Top of Selected excerpt

One thing I enjoy most about the Christmas holiday season is having more time to read than is typically afforded in my schedule during other times in the year.
In addition, when my family exchanges gifts, as part of our Christmas tradition, I am usually given books as Christmas presents. (Insert appropriate praise dance as a book-lover!)
One year I was happy to receive the gift of an unfamiliar book by a familiar author — God in the Dock: Essays on Theology and Ethics by C.S. Lewis.
God and Man: An Odd Role Reversal
In the essay which bears the same title as the book, Lewis makes some keen observations about modern people’s view of God and sin and Christian preaching.
What he says is as relevant today as it was when he first wrote it. He writes,
“The early Christian preachers could assume in their hearers, whether Jews, Metuentes or Pagans, a sense of guilt. . . . Thus the Christian message was in those days unmistakably the Evangelium, The Good News. It promised healing to those who knew they were sick. We have to convince our hearers of the unwelcome diagnosis before we can expect them to welcome the news of the remedy.”
This statement resonates as true with me.

Bottom of Selected excerpt

Using the information:
1 > For each statement about the reflection on God in the Dock, answer yes or no and quote the words of the text that decide it.
(a) The writer already knew the book before receiving it as a gift.
(b) In the quoted passage, Lewis says early Christian preachers could count on their hearers having a sense of guilt.
(c) The essay discussed has the same title as the book.
2 > Answer these questions from the reflection on God in the Dock.
(a) What does the writer enjoy most about the Christmas holiday season?
(b) What is the subtitle of the book received as a gift?
(c) According to the quoted passage, what must hearers be convinced of before they can be expected to welcome the news of the remedy?
3 > Resume the reflection on God in the Dock after its final sentence.
The listing is separate material, unconnected to the reflection on God in the Dock.

Top of Source information

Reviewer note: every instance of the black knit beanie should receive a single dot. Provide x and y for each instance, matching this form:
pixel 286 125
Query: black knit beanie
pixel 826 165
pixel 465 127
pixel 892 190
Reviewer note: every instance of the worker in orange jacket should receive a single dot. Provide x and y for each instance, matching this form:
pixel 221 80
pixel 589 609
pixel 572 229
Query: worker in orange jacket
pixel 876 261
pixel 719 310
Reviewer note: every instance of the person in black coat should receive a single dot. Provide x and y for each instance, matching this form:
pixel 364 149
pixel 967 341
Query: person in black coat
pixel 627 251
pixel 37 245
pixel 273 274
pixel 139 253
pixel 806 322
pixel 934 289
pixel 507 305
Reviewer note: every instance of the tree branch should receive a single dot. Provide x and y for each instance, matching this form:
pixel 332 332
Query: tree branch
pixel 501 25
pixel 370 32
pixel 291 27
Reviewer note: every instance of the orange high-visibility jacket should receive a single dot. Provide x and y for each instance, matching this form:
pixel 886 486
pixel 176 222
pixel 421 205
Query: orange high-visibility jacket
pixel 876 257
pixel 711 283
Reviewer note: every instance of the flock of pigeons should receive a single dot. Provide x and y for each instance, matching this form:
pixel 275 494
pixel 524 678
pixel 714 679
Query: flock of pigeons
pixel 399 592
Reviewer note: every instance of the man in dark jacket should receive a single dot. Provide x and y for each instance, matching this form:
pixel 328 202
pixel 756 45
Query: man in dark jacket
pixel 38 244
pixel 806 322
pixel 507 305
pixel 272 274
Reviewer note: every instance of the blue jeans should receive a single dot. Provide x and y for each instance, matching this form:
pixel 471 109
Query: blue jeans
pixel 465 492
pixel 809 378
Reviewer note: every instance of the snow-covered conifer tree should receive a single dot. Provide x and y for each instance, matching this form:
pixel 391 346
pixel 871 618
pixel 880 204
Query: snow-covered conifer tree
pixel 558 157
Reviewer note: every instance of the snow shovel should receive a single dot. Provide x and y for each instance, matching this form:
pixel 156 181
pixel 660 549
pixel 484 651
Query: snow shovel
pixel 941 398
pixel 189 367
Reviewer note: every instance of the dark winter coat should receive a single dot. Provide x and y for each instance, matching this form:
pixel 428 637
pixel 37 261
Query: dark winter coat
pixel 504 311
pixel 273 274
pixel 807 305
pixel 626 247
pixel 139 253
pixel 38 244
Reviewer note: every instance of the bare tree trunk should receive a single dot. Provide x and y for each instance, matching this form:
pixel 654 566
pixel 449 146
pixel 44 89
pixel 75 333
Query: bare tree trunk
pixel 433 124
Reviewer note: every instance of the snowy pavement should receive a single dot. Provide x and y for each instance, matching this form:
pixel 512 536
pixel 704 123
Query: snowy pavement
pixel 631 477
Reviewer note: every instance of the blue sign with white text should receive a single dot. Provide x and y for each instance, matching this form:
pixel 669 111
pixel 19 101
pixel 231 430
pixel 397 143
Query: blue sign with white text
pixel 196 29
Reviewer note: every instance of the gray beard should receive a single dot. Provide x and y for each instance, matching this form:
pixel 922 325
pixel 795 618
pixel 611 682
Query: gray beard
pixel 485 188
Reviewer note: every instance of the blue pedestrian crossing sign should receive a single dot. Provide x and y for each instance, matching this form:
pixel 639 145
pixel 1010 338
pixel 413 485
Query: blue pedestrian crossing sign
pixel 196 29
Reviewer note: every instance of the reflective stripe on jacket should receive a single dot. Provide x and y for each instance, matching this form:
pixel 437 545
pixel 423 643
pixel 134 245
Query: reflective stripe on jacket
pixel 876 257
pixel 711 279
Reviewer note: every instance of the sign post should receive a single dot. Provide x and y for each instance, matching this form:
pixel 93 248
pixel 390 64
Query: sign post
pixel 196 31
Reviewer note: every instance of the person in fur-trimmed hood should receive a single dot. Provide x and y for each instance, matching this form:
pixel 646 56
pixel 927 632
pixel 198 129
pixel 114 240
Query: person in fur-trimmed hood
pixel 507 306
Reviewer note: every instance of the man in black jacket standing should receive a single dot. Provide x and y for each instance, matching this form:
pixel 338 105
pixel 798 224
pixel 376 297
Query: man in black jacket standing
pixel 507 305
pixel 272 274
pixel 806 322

Bottom of Source information

Answer set:
1 >
(a) No: "an unfamiliar book by a familiar author"
(b) Yes: "could assume in their hearers, whether Jews, Metuentes or Pagans, a sense of guilt"
(c) Yes: "In the essay which bears the same title as the book"

2 >
(a) Having more time to read than the writer's schedule usually allows during the rest of the year
(b) Essays on Theology and Ethics
(c) The unwelcome diagnosis

3 >
It seems to me that there needs to be a different starting place for Christian witness now, in this generation, than there did with those who shared the “good news” in earlier centuries.
Bringing an ‘Unwelcome Diagnosis’
Consider again that last sentence: “We have to convince our hearers of the unwelcome diagnosis before we can expect them to welcome the news of the remedy.”
Lewis continues to say,
“The ancient man approached God (or even the gods) as the accused person approaches his judge. For the modern man the roles are reversed. [Man] is the judge: God is in the dock [that is, on trial]. He is quite a kindly judge: If God should have a reasonable defense for being the god who permits war, poverty and disease, he is ready to listen to it. The trial may even end in God’s acquittal. But the important thing is that Man is on the Bench and God is in the Dock.”
For many living in our time, including many young adults and university students, this is truly the case. Man has put himself in the position of judge and (in human minds) God is on trial.
This is backwards thinking.
In reality, God is the judge (albeit a kind and gracious judge) and we are the ones who will be judged (Hebrews 9:27, Isaiah 33:22, James 4:12).